■ Исходный текст:

- - - -

Мы должны понимать, что суть шизофрении — как раз в искажении взаимосвязи между аффективностью, которая сильно нарушается потерей контакта с жизнью, и интеллектом, который остается невредимым и который, как кинооператор, фиксирует все, что происходит рядом с ним.
Очевидно, что Рене не могла пересказать все впечатления, полученные ею на протяжении болезни. Впрочем, были длительные периоды, когда она находилась в таком состоянии гебефрено-кататонического возбуждения, что в своей спутанности не была в состоянии достаточно ясно понимать то, что происходило вокруг, и особенно то, что происходило внутри нее.
В течение болезни наблюдались также и периоды ярко выраженного ступора, когда безразличие было настолько явным, что не позволяло перцептивным впечатлениям фиксироваться как мнестические следы. Поэтому, познакомившись с откровениями Рене — откровениями, которые свидетельствуют об ее удивительной люцидности, не надо забывать, что они воспроизводят лишь определенные периоды заболевания, по счастью, самые интересные с психологической точки зрения.
Часть первая.
Самонаблюдения
Глава первая.
Появление первых ощущений ирреальности
В этой главе мы познакомимся с откровениями, которые я услышала от Рене вскоре после ее выздоровления. Она рассказала о первых ощущениях ирреальности, которые она испытала в пятилетнем возрасте.
«Очень хорошо помню день, когда это случилось. Мы в это время жили за городом и я, как обычно, вышла погулять одна. Вдруг из школы, мимо которой я как раз проходила, до меня донеслась песня на немецком языке — это пели дети, у которых был урок пения. Я остановилась, чтобы послушать, и в этот момент во мне поселилось странное чувство — чувство, сложное для того, чтобы его можно было проанализировать, но похожее на то, что я переживала позже: ирреальность. Мне казалось, что я больше не узнаю́ школу, что она стала большой, как казарма, и все дети, которые пели, показались мне пленниками, которых заставляют петь. Все происходило так, как будто школа и пение детей были отделены от всего остального мира, в то же время мои глаза воспринимали пшеничное поле, которому не было пределов. И эта сияющая на солнце желтая бесконечность вместе с песней пленных детей в школе-казарме из отшлифованного камня вызвали во мне такую тревогу, что я начала рыдать. Я побежала в наш двор и стала играть, для того чтобы все стало таким „как прежде“, то есть для того чтобы вернуться в реальность. Тогда впервые я увидела вещи, которые позже всегда будут появляться в моем переживании ирреальности: бескрайнее пространство, слепящий свет и отшлифованность, гладкость материи.
Я не могу объяснить себе, что случилось. Знаю лишь, что как раз в тот период я узнала, что у моего отца есть любовница, и что это заставляло мою маму плакать. Это потрясло меня, потому что я слышала, как мама сказала, что „если отец ее бросит, она покончит с собой“».

- - - -

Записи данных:
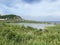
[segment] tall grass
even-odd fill
[[[60,25],[42,31],[0,23],[0,45],[60,45]]]

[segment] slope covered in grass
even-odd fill
[[[0,23],[0,45],[60,45],[60,25],[42,31]]]

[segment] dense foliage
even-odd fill
[[[0,45],[60,45],[60,25],[38,30],[0,23]]]

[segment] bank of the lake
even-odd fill
[[[0,23],[0,45],[60,45],[60,24],[43,31]]]
[[[37,29],[44,29],[45,27],[49,27],[49,26],[55,26],[55,24],[42,24],[42,23],[9,23],[12,25],[21,25],[21,26],[30,26],[33,28],[37,28]]]

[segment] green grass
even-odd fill
[[[60,25],[42,31],[0,23],[0,45],[60,45]]]

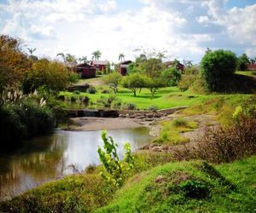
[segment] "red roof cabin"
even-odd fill
[[[123,62],[120,62],[119,73],[122,74],[123,76],[125,76],[127,73],[127,67],[129,64],[131,64],[131,62],[132,62],[131,60],[125,60]]]
[[[90,66],[96,67],[96,71],[106,71],[108,64],[109,64],[108,60],[92,60],[90,62]]]
[[[250,63],[248,66],[248,69],[251,71],[256,71],[256,63]]]
[[[79,64],[76,66],[76,72],[80,74],[83,78],[90,78],[96,77],[96,68],[88,64]]]
[[[170,67],[172,67],[176,64],[176,61],[166,61],[164,64],[167,66],[167,68],[170,68]],[[176,68],[177,70],[180,70],[183,72],[185,68],[185,66],[181,63],[177,63]]]

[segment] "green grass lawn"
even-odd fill
[[[100,88],[106,89],[106,86],[100,86]],[[71,92],[61,92],[60,95],[64,95],[68,97],[72,95],[88,96],[90,101],[96,102],[102,97],[109,97],[113,95],[102,94],[99,87],[96,94],[80,93],[79,95],[73,95]],[[182,106],[191,106],[199,104],[203,101],[209,100],[215,95],[194,95],[189,92],[180,92],[177,87],[167,87],[159,89],[153,99],[148,89],[143,89],[141,93],[137,93],[137,96],[128,89],[119,88],[119,93],[115,95],[117,99],[123,103],[136,104],[138,109],[148,109],[149,106],[155,106],[159,109],[171,108]]]

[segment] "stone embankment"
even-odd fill
[[[186,106],[179,106],[170,109],[161,109],[155,111],[143,110],[102,110],[102,109],[80,109],[67,110],[69,118],[81,117],[96,117],[96,118],[137,118],[143,121],[153,121],[155,118],[166,117],[172,114],[177,111],[186,108]]]

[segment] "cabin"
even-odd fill
[[[177,63],[176,61],[166,61],[164,64],[167,66],[167,68],[170,68],[170,67],[172,67],[176,63]],[[176,65],[176,68],[177,70],[180,70],[181,72],[183,72],[185,66],[178,62]]]
[[[127,67],[131,63],[131,60],[125,60],[120,62],[119,64],[119,73],[122,74],[123,76],[125,76],[127,73]]]
[[[91,60],[90,66],[95,67],[96,71],[106,71],[107,66],[109,64],[108,60]]]
[[[250,63],[248,66],[248,70],[256,71],[256,63]]]
[[[84,63],[77,65],[75,67],[75,71],[81,76],[81,78],[89,78],[96,77],[96,68],[86,63]]]

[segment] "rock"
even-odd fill
[[[124,115],[124,114],[119,114],[119,118],[125,118],[125,115]]]
[[[166,178],[163,176],[159,176],[155,178],[154,182],[163,182],[166,180]]]
[[[156,153],[160,153],[160,152],[162,152],[162,149],[160,147],[153,147],[151,149],[151,151],[152,152],[156,152]]]
[[[148,114],[147,114],[146,115],[147,116],[147,118],[153,118],[154,117],[154,113],[148,113]]]

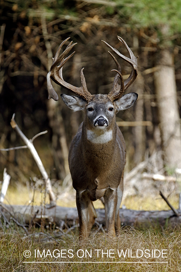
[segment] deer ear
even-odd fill
[[[131,108],[135,103],[138,96],[138,95],[135,92],[130,92],[115,101],[114,102],[116,108],[116,112]]]
[[[62,93],[60,95],[65,105],[74,112],[84,110],[87,101],[79,96],[74,96]]]

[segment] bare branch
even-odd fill
[[[51,182],[48,177],[48,174],[45,169],[40,158],[37,153],[37,151],[33,145],[32,142],[32,140],[31,141],[29,140],[27,138],[23,133],[15,121],[14,119],[15,116],[15,114],[14,113],[11,121],[11,125],[13,128],[16,131],[22,140],[26,144],[27,148],[30,150],[35,161],[39,170],[44,179],[46,185],[46,187],[49,195],[50,203],[50,204],[47,206],[46,207],[48,208],[51,208],[52,207],[53,207],[56,205],[56,198],[52,189]],[[44,131],[43,132],[45,132]],[[35,136],[37,137],[37,135],[38,134]]]
[[[0,203],[3,202],[5,199],[7,190],[9,184],[11,176],[6,173],[6,168],[5,168],[3,175],[3,181],[0,194]]]
[[[41,132],[40,132],[39,133],[38,133],[37,134],[36,134],[36,135],[35,135],[33,137],[31,140],[30,140],[30,141],[31,143],[33,143],[35,139],[36,139],[37,137],[40,136],[40,135],[42,135],[42,134],[45,134],[46,133],[47,133],[47,132],[48,130],[46,130],[45,131],[43,131]]]
[[[175,208],[173,207],[172,205],[171,205],[167,199],[164,196],[161,191],[160,191],[160,194],[162,198],[163,198],[165,201],[166,202],[170,207],[171,208],[172,211],[173,211],[173,212],[176,214],[177,216],[178,216],[178,217],[179,217],[180,216],[180,215],[179,214],[177,211],[176,210],[176,209],[175,209]]]
[[[116,123],[119,127],[149,126],[153,125],[153,123],[150,121],[118,121]]]
[[[27,148],[27,145],[24,145],[23,146],[17,146],[15,147],[10,147],[10,148],[2,148],[0,149],[1,151],[9,151],[10,150],[14,150],[15,149],[21,149],[22,148]]]

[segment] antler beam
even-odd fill
[[[52,58],[53,64],[46,77],[47,89],[49,94],[48,99],[52,98],[56,101],[57,101],[59,99],[58,95],[52,85],[51,78],[57,84],[71,91],[81,97],[84,98],[86,101],[89,102],[92,99],[92,96],[88,91],[87,87],[85,77],[83,73],[84,68],[82,69],[81,71],[81,79],[82,85],[79,88],[75,87],[68,83],[65,81],[63,78],[62,75],[63,66],[67,60],[72,57],[75,52],[73,52],[65,59],[64,59],[64,58],[74,45],[77,44],[76,43],[72,44],[72,42],[71,42],[65,51],[59,56],[60,52],[63,46],[69,39],[70,37],[66,39],[62,42],[58,48],[54,57]]]
[[[104,41],[103,40],[102,41],[103,42],[118,56],[130,64],[132,66],[132,69],[130,76],[124,82],[121,74],[121,69],[119,65],[115,58],[110,52],[108,51],[109,53],[114,60],[118,69],[117,70],[112,70],[115,71],[117,73],[114,77],[112,90],[108,95],[108,96],[112,102],[119,99],[123,95],[124,92],[135,80],[138,75],[137,59],[138,57],[136,57],[126,43],[122,38],[118,36],[118,40],[123,44],[124,44],[126,47],[129,53],[131,58],[130,59],[125,57],[119,52],[116,48],[112,47]],[[119,85],[118,83],[119,79],[121,81],[121,85]]]

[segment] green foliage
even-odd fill
[[[11,9],[11,13],[19,15],[20,18],[22,18],[22,13],[24,12],[27,17],[33,17],[34,20],[37,21],[43,14],[46,19],[49,21],[55,17],[58,18],[61,15],[76,16],[76,15],[75,5],[73,6],[71,1],[63,0],[14,0],[11,1],[10,4],[5,1],[3,5],[3,7],[8,7],[10,10]]]
[[[168,27],[168,34],[181,32],[180,0],[123,0],[116,1],[117,8],[128,18],[132,28]]]

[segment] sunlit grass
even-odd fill
[[[44,199],[44,191],[41,193],[40,191],[35,190],[33,202],[34,205],[40,205],[41,203],[43,204]],[[5,200],[5,204],[11,205],[27,205],[29,201],[32,199],[33,195],[33,190],[30,193],[28,193],[26,186],[20,186],[17,188],[10,186]],[[71,191],[71,197],[66,198],[60,197],[57,199],[57,204],[59,206],[63,207],[76,207],[75,202],[75,193],[73,190]],[[179,196],[175,195],[170,196],[169,200],[172,205],[176,209],[177,209],[179,205]],[[48,202],[48,196],[47,195],[46,201]],[[104,206],[100,201],[98,199],[94,202],[94,206],[96,209],[103,208]],[[128,209],[144,210],[168,210],[170,209],[165,202],[163,199],[158,193],[157,196],[154,197],[141,197],[138,196],[129,196],[124,199],[122,202],[121,207],[124,205]]]
[[[66,232],[66,231],[65,231]],[[109,236],[102,233],[95,233],[92,231],[90,238],[82,242],[79,242],[78,238],[77,230],[65,235],[61,233],[50,230],[43,234],[37,229],[28,236],[24,236],[21,230],[14,226],[9,230],[0,231],[0,263],[1,272],[45,272],[45,271],[168,271],[179,272],[181,266],[181,238],[178,231],[167,230],[162,232],[158,230],[152,231],[136,231],[125,228],[121,231],[120,235],[116,238]],[[37,250],[41,254],[45,250],[45,255],[37,257]],[[46,257],[48,250],[49,250]],[[56,258],[53,255],[54,250],[56,253],[61,252],[65,254]],[[72,254],[68,254],[68,251]],[[149,250],[150,255],[145,255],[144,250]],[[35,256],[35,250],[37,255]],[[86,250],[87,251],[85,257]],[[97,257],[97,250],[99,250]],[[125,254],[119,257],[122,250]],[[128,250],[129,250],[129,255]],[[132,250],[132,255],[130,251]],[[144,254],[139,257],[136,256],[136,250],[142,251]],[[152,250],[157,250],[166,253],[162,257],[152,257]],[[25,258],[23,252],[28,250],[31,255]],[[102,250],[103,251],[102,252]],[[108,252],[108,256],[107,253]],[[118,251],[119,251],[119,252]],[[87,254],[88,252],[90,257]],[[102,253],[106,254],[102,254]],[[69,257],[68,255],[69,255]],[[83,255],[84,256],[83,257]],[[79,256],[79,257],[78,257]],[[138,256],[140,256],[138,254]],[[156,256],[158,256],[157,255]],[[63,258],[63,256],[65,257]],[[78,262],[78,263],[23,263],[23,262]],[[111,262],[111,263],[84,263],[83,262]],[[140,262],[151,262],[140,263]],[[156,262],[168,262],[156,263]],[[124,262],[116,263],[116,262]],[[128,262],[134,262],[134,263]]]

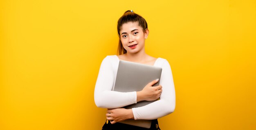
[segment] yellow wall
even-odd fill
[[[94,86],[130,9],[148,22],[147,52],[172,67],[176,108],[162,130],[256,129],[255,0],[7,0],[0,9],[0,130],[100,130]]]

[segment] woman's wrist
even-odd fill
[[[141,91],[136,92],[136,94],[137,94],[137,102],[144,100],[143,99],[143,96],[142,96]]]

- - - -

■ Задания для выполнения:
1/ Повторите без изменений часть фрагмента о Рене от слов «В течение болезни» вплоть до слов «психологической точки зрения.» включительно.
2/ Перечислите всех людей, кроме самой Рене, которых она упоминает в своем рассказе, заключенном в кавычки во фрагменте о Рене.

■ Ответы к заданиям:
1/
В течение болезни наблюдались также и периоды ярко выраженного ступора, когда безразличие было настолько явным, что не позволяло перцептивным впечатлениям фиксироваться как мнестические следы. Поэтому, познакомившись с откровениями Рене — откровениями, которые свидетельствуют об ее удивительной люцидности, не надо забывать, что они воспроизводят лишь определенные периоды заболевания, по счастью, самые интересные с психологической точки зрения.

2/
- дети, которые пели в школе на уроке пения
- отец
- любовница отца
- мама